----- Ausgewählter Textauszug -----

# JTree Frage



## Guest (17. Sep 2003)

ich bin mehr oder weniger Anfänger in Java ....  
und baue momentan einen simplen XML Editor (soll später als applet laufen) der XML Dateien
einliest sie als Tree darstellt. Das ganze sieht so aus:








Das Ding kann bereits XML-Dokumente aufnehmen d.h sie werden geparsed und mit dem 
JTreeOutputter (vorhanden in der jdom/contrib/output) als Tree ausgegeben (siehe Pic).
Ich habe mich hauptsächlich damit beschäftigt die Struktur im Baum zu verändern ....
d.h etwas rumprobiert und mir Methoden gebaut wie ich die nodes adden/löschen und
den inhalt verändern kann. Mein Problem ist eher die ausgabe.

Meine Frage ist nun:

Gibt es eine Möglichkein den Tree (bereits bearbeitet .. z.B 1 Node gelöscht etc ) von der Ansicht
wieder in ein Dokument schreiben ? .. Die Daten habe ich doch eigentlich im Treemodel oder nich ?

-----

Zu erledigen >> Kopieren Sie aus dem Forumsbeitrag zur JTree-Frage wortgetreu den Abschnitt, der bei den Worten „Das Ding kann“ beginnt und nach „ausgegeben (siehe Pic).“ endet.

----- Datensätze -----

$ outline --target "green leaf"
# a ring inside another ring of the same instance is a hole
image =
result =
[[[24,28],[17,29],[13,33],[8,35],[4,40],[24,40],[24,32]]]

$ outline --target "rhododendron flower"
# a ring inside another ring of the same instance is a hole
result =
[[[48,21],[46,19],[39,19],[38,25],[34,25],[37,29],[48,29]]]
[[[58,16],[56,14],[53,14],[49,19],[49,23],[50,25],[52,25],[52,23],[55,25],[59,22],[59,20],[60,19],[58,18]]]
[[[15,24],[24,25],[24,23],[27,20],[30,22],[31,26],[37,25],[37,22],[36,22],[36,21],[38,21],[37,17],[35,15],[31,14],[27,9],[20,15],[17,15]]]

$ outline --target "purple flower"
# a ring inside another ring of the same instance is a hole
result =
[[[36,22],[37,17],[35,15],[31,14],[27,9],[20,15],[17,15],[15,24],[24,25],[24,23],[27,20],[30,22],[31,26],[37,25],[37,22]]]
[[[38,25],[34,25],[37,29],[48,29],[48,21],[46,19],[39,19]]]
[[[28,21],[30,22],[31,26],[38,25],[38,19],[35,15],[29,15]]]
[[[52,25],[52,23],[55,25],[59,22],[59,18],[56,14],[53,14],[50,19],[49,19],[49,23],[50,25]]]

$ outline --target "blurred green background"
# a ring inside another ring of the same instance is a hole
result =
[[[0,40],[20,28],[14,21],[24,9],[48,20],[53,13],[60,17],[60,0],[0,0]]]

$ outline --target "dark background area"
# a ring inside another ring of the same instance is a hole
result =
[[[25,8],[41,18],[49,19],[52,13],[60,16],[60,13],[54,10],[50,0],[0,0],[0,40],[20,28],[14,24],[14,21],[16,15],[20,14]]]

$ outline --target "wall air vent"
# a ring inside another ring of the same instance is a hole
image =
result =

-----

Fertige Antwort >>
Das Ding kann bereits XML-Dokumente aufnehmen d.h sie werden geparsed und mit dem 
JTreeOutputter (vorhanden in der jdom/contrib/output) als Tree ausgegeben (siehe Pic).